## Problema curto
Cite sem alterações a passagem da crítica de cinema que começa em "Ah agora é o" e segue até "janela, do abajur).".

## Trecho da página
=-=-=-=-=
No meio dessa superficialidade, que, querendo ou não, é uma marca registrada da franquia, vale um destaque para certas sutilezas. Uma delas vêm da direção de arte, que apesar de construir alguns cenários de gosto duvidoso (repare como o dojô parece saído de um filme de baixo orçamento), acerta ao mesclar o uso da madeira com o metal, mostrando um paralelo entre a tradição e a modernidade japonesa.

Contrastando com esses simbolismos criados pela arte, está a fotografia de Freddie Young (um dos maiores diretores de fotografia de todos os tempos, com Lawrence da Arábia, Dr. Jivago e três Oscars no currículo), que inexplicavelmente opta, por diversas vezes, pelo uso de uma forte luz direta em cenários onde a fonte dessa luz é inexistente.

Ah agora é o crítico querendo ser chato… Quem repara em luz?“, pode ter pensado o nobre leitor

Explico. Além da estranheza estética (a luz direta cria sombras pesadas que chamam a atenção para ela) e que remonta a filmes de baixo orçamento, onde não há preocupação com a luz, ela também é injustificada, uma vez que acontece em cenários com luzes fracas (como a dos balões japoneses) ou com vários focos de luz (luz do teto, da janela, do abajur).

Um exercício: explique de onde vem as fortes sombras das estátuas na parede. Se a sua resposta for: "do refletor", eu encerro o meu caso.

Um exercício: explique de onde vem as fortes sombras das estátuas na parede. Se a sua resposta for: “do refletor”, eu encerro o meu caso.
=-=-=-=-=
## Material fornecido
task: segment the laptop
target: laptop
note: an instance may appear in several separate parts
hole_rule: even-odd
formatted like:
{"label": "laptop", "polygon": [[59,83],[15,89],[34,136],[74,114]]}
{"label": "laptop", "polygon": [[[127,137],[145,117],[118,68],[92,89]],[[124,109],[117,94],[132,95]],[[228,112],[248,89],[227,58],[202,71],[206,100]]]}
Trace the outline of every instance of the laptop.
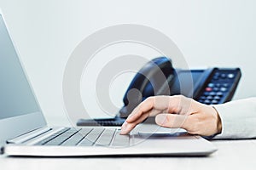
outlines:
{"label": "laptop", "polygon": [[48,127],[0,11],[0,147],[7,156],[207,156],[209,141],[183,129],[141,124],[129,135],[120,127]]}

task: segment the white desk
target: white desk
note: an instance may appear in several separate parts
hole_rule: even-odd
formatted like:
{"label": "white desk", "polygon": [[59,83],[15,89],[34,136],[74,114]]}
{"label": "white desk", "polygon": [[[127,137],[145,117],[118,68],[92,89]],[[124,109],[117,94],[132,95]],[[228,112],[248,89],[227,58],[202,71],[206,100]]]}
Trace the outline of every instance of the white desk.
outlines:
{"label": "white desk", "polygon": [[256,139],[218,140],[207,157],[32,158],[0,156],[0,169],[256,169]]}

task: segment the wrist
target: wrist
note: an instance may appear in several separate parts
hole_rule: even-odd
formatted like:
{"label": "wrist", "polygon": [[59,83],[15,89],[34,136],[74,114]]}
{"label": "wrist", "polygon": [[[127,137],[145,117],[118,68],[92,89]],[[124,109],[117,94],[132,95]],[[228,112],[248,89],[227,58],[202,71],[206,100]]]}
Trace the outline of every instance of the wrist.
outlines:
{"label": "wrist", "polygon": [[219,116],[219,114],[218,114],[217,109],[214,106],[212,106],[212,108],[214,109],[214,110],[216,112],[216,116],[217,116],[217,133],[221,133],[221,132],[222,132],[221,118]]}

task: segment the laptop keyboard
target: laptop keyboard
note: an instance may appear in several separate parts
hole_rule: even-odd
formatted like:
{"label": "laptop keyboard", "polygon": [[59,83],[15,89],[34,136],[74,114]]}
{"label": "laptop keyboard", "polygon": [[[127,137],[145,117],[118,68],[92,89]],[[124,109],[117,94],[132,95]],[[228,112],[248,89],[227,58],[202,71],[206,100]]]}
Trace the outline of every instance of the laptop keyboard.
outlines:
=-=-=-=-=
## Solução do problema
Ah agora é o crítico querendo ser chato… Quem repara em luz?“, pode ter pensado o nobre leitor

Explico. Além da estranheza estética (a luz direta cria sombras pesadas que chamam a atenção para ela) e que remonta a filmes de baixo orçamento, onde não há preocupação com a luz, ela também é injustificada, uma vez que acontece em cenários com luzes fracas (como a dos balões japoneses) ou com vários focos de luz (luz do teto, da janela, do abajur).